■ Dataset excerpts:
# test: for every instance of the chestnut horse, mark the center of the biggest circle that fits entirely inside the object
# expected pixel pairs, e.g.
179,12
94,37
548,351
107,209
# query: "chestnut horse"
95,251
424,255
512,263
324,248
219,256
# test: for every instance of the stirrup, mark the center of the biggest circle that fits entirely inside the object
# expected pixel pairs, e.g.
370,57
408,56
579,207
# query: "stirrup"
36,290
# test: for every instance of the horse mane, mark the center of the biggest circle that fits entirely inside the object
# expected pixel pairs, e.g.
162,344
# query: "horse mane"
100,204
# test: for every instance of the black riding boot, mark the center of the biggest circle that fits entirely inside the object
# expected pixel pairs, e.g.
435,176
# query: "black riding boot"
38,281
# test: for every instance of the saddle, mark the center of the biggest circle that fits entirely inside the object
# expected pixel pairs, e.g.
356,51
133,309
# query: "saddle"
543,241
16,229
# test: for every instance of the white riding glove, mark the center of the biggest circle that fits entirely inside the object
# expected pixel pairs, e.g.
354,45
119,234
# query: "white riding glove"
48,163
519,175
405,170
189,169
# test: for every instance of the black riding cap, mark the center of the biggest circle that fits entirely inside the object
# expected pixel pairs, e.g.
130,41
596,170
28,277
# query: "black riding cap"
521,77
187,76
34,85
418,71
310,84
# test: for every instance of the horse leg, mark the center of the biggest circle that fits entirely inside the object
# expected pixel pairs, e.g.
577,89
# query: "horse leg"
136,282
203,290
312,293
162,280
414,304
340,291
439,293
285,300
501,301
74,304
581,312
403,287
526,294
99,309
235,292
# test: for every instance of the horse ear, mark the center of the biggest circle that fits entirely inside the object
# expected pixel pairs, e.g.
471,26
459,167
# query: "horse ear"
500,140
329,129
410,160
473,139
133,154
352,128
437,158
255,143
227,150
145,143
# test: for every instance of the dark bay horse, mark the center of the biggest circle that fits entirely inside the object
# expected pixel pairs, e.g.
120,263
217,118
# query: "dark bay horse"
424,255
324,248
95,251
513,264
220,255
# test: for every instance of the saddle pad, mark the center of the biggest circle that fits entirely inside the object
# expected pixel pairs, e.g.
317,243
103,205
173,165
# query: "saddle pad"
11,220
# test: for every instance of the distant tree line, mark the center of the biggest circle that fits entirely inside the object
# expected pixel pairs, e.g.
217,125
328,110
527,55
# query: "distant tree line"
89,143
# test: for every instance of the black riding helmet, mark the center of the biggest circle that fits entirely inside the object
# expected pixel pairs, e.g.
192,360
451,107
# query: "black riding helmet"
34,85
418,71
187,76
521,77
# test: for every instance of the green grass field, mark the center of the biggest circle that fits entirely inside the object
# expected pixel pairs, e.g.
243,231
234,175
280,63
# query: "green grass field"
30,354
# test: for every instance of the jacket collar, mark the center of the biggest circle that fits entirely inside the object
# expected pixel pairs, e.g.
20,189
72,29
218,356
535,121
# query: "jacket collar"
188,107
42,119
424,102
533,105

■ What the exercise asks: Lay out every line of the listing above as a Markdown table with two columns, Row for the line's number and Line for its text, and leave out any blank lines.

■ Finished task:
| Row | Line |
|---|---|
| 1 | # test: for every instance of the chestnut horse, mark the center of the biggest circle that fits entirely inside the object |
| 2 | # expected pixel pairs, e.g. |
| 3 | 179,12 |
| 4 | 94,37 |
| 5 | 548,351 |
| 6 | 107,209 |
| 7 | # query: "chestnut horse" |
| 8 | 95,251 |
| 9 | 424,255 |
| 10 | 512,263 |
| 11 | 324,248 |
| 12 | 219,256 |
| 13 | # test: for every instance of the stirrup, mark the center of the biggest circle that fits entirely inside the object |
| 14 | # expected pixel pairs, e.g. |
| 15 | 370,57 |
| 16 | 408,56 |
| 17 | 579,207 |
| 18 | # query: "stirrup" |
| 19 | 36,290 |
| 20 | # test: for every instance of the horse mane, mark the center of the biggest circle that fits entirely inside the object |
| 21 | # expected pixel pairs, e.g. |
| 22 | 162,344 |
| 23 | # query: "horse mane" |
| 24 | 100,204 |
| 25 | # test: for every instance of the black riding boot, mark the center of the biggest circle that fits entirely inside the object |
| 26 | # expected pixel pairs, e.g. |
| 27 | 435,176 |
| 28 | # query: "black riding boot" |
| 29 | 38,281 |
| 30 | # test: for every instance of the saddle, mark the center of the biggest circle that fits entirely inside the object |
| 31 | # expected pixel pairs, e.g. |
| 32 | 356,51 |
| 33 | 133,309 |
| 34 | # query: "saddle" |
| 35 | 543,241 |
| 36 | 16,229 |
| 37 | # test: for every instance of the white riding glove, mark the center of the biggest circle that fits entirely inside the object |
| 38 | # expected pixel pairs, e.g. |
| 39 | 354,45 |
| 40 | 119,234 |
| 41 | # query: "white riding glove" |
| 42 | 48,163 |
| 43 | 519,175 |
| 44 | 405,170 |
| 45 | 189,169 |
| 46 | # test: for every instance of the black riding cap, mark the center of the biggest circle that fits entirely inside the object |
| 47 | # expected pixel pairs, e.g. |
| 48 | 130,41 |
| 49 | 596,170 |
| 50 | 28,277 |
| 51 | # query: "black riding cap" |
| 52 | 521,77 |
| 53 | 187,76 |
| 54 | 34,85 |
| 55 | 418,71 |
| 56 | 310,84 |
| 57 | # test: for every instance of the horse leg, mark the center of the biggest circle that fits entirely inside the object |
| 58 | # expected pixel pairs, e.g. |
| 59 | 577,89 |
| 60 | # query: "horse leg" |
| 61 | 136,282 |
| 62 | 203,290 |
| 63 | 312,293 |
| 64 | 162,280 |
| 65 | 414,304 |
| 66 | 340,291 |
| 67 | 439,293 |
| 68 | 285,300 |
| 69 | 501,301 |
| 70 | 74,304 |
| 71 | 581,312 |
| 72 | 403,287 |
| 73 | 526,294 |
| 74 | 99,309 |
| 75 | 235,292 |
| 76 | # test: for every instance of the horse ear, mark the center of the biggest circle that fits entirely inside the object |
| 77 | # expected pixel pairs, e.g. |
| 78 | 471,26 |
| 79 | 459,167 |
| 80 | # query: "horse ear" |
| 81 | 500,140 |
| 82 | 329,129 |
| 83 | 410,160 |
| 84 | 473,139 |
| 85 | 133,154 |
| 86 | 352,128 |
| 87 | 437,158 |
| 88 | 255,143 |
| 89 | 227,150 |
| 90 | 145,143 |
| 91 | # test: for every instance of the dark bay horse, mark the center of the biggest circle that fits entirely inside the object |
| 92 | # expected pixel pairs, e.g. |
| 93 | 120,263 |
| 94 | 217,118 |
| 95 | # query: "dark bay horse" |
| 96 | 424,255 |
| 97 | 324,248 |
| 98 | 95,251 |
| 99 | 513,264 |
| 100 | 220,255 |
| 101 | # test: for every instance of the saddle pad, mark the center of the biggest circle that fits entirely inside the object |
| 102 | # expected pixel pairs, e.g. |
| 103 | 317,243 |
| 104 | 103,205 |
| 105 | 173,165 |
| 106 | # query: "saddle pad" |
| 107 | 11,220 |
| 108 | # test: for every instance of the distant tree line, mark the center of the biggest circle that fits entirely inside the object |
| 109 | # expected pixel pairs, e.g. |
| 110 | 217,125 |
| 111 | 328,110 |
| 112 | 527,55 |
| 113 | # query: "distant tree line" |
| 114 | 89,143 |
| 115 | # test: for every instance of the black riding helmet, mark the center of the biggest circle that fits entirely inside the object |
| 116 | # expected pixel pairs, e.g. |
| 117 | 192,360 |
| 118 | 451,107 |
| 119 | # query: "black riding helmet" |
| 120 | 34,85 |
| 121 | 418,71 |
| 122 | 187,76 |
| 123 | 521,77 |
| 124 | # test: for every instance of the green grass field, mark the center of the biggest circle that fits entirely inside the object |
| 125 | # expected pixel pairs, e.g. |
| 126 | 243,231 |
| 127 | 234,175 |
| 128 | 280,63 |
| 129 | # query: "green grass field" |
| 130 | 30,354 |
| 131 | # test: for every instance of the jacket collar, mark the center of the biggest circle that fits entirely inside the object |
| 132 | # expected pixel pairs, e.g. |
| 133 | 20,189 |
| 134 | 72,29 |
| 135 | 218,356 |
| 136 | 535,121 |
| 137 | # query: "jacket collar" |
| 138 | 188,107 |
| 139 | 42,119 |
| 140 | 424,102 |
| 141 | 533,105 |